> **Data provided**:
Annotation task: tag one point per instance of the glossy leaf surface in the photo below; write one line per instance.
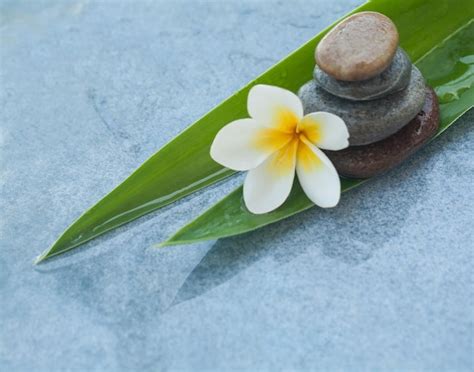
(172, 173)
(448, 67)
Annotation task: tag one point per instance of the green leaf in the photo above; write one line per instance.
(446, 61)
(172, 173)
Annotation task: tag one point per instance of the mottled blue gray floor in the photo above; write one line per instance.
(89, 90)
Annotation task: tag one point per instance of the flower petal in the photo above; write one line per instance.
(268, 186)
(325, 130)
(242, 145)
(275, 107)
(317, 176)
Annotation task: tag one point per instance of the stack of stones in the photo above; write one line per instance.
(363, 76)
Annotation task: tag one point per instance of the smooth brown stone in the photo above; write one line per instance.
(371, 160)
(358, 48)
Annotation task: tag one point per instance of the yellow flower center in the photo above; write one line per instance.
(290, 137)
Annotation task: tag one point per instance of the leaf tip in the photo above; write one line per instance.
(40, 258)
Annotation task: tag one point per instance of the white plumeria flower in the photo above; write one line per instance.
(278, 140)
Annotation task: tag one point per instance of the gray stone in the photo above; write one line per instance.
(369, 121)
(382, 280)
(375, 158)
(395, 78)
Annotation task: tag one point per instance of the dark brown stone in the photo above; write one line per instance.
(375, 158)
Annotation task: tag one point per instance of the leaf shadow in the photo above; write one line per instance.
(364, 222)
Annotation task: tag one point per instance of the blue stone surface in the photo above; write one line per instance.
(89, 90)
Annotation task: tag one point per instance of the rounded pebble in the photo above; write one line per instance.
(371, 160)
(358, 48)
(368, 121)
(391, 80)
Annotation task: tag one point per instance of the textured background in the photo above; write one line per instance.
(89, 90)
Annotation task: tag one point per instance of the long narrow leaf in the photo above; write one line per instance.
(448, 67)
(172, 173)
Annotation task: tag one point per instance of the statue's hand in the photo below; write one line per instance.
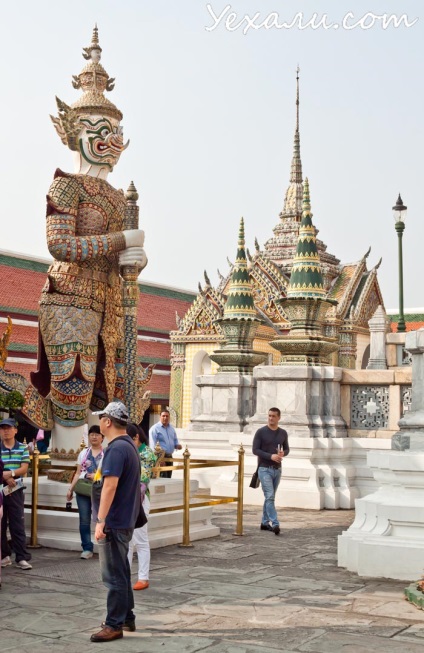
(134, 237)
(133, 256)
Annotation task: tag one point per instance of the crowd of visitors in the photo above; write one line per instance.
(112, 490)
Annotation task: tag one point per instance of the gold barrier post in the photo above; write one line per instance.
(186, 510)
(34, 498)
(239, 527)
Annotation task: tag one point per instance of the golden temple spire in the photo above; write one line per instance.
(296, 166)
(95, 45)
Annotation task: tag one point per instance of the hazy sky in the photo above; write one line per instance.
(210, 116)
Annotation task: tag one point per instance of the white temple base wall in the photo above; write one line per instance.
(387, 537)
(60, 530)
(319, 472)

> **Task details**: Omitting all pictures, set the listing down exactly.

> **Answer box**:
Annotation task: tag one point per instance of the glossy leaf surface in the photo below; write one line per instance.
(172, 173)
(448, 67)
Annotation task: tag one point per instance of the green leaf in the photo above; write one line per instance.
(446, 61)
(172, 173)
Annotation task: tag one point per instance of the mottled blue gray floor in the photo above; write one line per instance.
(89, 90)
Annotation task: tag one point per instance of the flower petal in the photo above; write one line per instance.
(268, 186)
(325, 130)
(242, 145)
(275, 107)
(317, 176)
Annotation task: tag one point per instance of the stack of stones in the photo above; write one line per instance.
(363, 76)
Annotation task: tag one point per instance of the smooth brown stone in the photo above; write one line per instance.
(371, 160)
(358, 48)
Annotation task: tag one point per instance of the yellow flower center in the photo above; write one line per instance.
(290, 137)
Annotation task: tag one point per instance of the leaf tip in the photo above; write one line per instance.
(40, 258)
Annotation task: tag one point per instance of the white plumeria flower in the photo above; write one line per instance.
(278, 140)
Annotation task: tag one point per instance of the gray stone in the photo above; write one line per instance.
(369, 121)
(382, 280)
(375, 158)
(395, 78)
Annotation task: tag one point per instance of the dark brown stone in the photo above; write one line per instance.
(375, 158)
Annotation task: tag one point per instance of the leaf shadow in the photo above; write one line per instance.
(364, 222)
Annotation task: tag one point per instance of the blue stone surface in the photo above; write one line per instance.
(89, 90)
Annotation task: tag one point per instance of the rounded pebble in the photo above; write one line per instance.
(371, 160)
(358, 48)
(368, 121)
(391, 80)
Annotation task: tag one point per instance of the textured background in the photo above; write one line per instance.
(89, 90)
Annotation task: tag one point per instance of the long narrow leaf in the photo above; write one line per instance.
(448, 67)
(172, 173)
Annotation task: tag one point per instance of the statue's hand in the photo below; write one line per instance.
(134, 237)
(133, 256)
Annotation task: tag one point per instance of the crowd of visitors in the photo above; write one line per instance.
(112, 490)
Annotation task: tag one point per instance of the gold barrier post in the photo above; write one line per instance.
(186, 510)
(34, 498)
(239, 527)
Annotation task: tag one point per instance of the golden temple spire in the photo above; write one line per instance.
(296, 166)
(95, 45)
Annotation task: tag one point per instance of the hazy sky in the photo above; write one line per instance.
(210, 116)
Annotation task: tag one point per instance of the white temple base wall in the photo above; write one line per instance.
(387, 537)
(60, 530)
(319, 472)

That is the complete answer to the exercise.